**Directions**: Here are some entries. Print them exactly as they are.

----- Available data

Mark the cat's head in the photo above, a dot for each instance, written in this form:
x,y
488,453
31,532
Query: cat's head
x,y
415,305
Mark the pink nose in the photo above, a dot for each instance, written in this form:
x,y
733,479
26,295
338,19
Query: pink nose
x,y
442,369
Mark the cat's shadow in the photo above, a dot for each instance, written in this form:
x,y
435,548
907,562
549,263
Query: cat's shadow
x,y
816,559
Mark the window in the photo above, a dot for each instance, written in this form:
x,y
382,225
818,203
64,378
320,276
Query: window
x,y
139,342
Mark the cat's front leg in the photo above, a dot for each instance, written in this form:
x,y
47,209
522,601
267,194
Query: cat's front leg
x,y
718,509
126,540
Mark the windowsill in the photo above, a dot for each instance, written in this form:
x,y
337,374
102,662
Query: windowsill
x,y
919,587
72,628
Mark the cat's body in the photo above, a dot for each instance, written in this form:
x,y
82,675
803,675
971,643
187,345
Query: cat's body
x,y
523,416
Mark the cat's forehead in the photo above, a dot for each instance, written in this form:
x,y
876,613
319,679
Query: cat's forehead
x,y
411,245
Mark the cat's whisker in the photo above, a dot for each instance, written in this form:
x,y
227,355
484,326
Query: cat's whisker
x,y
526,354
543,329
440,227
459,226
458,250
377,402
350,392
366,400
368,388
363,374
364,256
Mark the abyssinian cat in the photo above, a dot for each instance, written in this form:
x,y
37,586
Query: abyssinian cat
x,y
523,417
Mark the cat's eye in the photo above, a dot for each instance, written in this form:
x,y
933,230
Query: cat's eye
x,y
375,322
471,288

----------

**Answer to this exercise**:
Mark the cat's head in the photo above, a dot for each instance, written in this form:
x,y
488,453
31,532
Query: cat's head
x,y
415,305
Mark the pink nose in the photo above, a dot for each instance, written in this form:
x,y
733,479
26,295
338,19
Query: pink nose
x,y
442,369
Mark the cat's shadow in the photo above, a dot for each instance, written in this form:
x,y
435,548
907,562
549,263
Query: cat's shadow
x,y
816,559
Mark the window in the photo above, a dot for each instance, written in this form:
x,y
382,225
818,203
64,378
320,276
Query: window
x,y
139,342
Mark the cat's front leg in the photo above, a dot for each instance, written in this form:
x,y
47,209
522,601
267,194
Query: cat's front leg
x,y
718,509
126,540
Mark the windowsill in the photo above, a dot for each instance, written in this form:
x,y
337,374
102,662
Query: windowsill
x,y
919,587
72,628
Mark the cat's body in the photo above, a dot for each instance, written in this form:
x,y
82,675
803,675
971,643
187,345
Query: cat's body
x,y
523,416
Mark the cat's forehead in the photo above, a dot for each instance, written in this form:
x,y
876,613
319,679
Query: cat's forehead
x,y
411,245
Mark the cat's whisker in the photo above, a dot for each instance, written in this form:
x,y
227,355
484,326
Query: cat's whisker
x,y
526,354
543,329
440,227
459,226
458,250
377,402
350,392
366,400
368,388
363,374
364,256
Mark the abyssinian cat in the photo above, a dot for each instance, written in this form:
x,y
37,586
Query: abyssinian cat
x,y
523,417
Mark the cat's eye in the photo above, a dot for each instance, written in this form:
x,y
933,230
Query: cat's eye
x,y
375,322
471,288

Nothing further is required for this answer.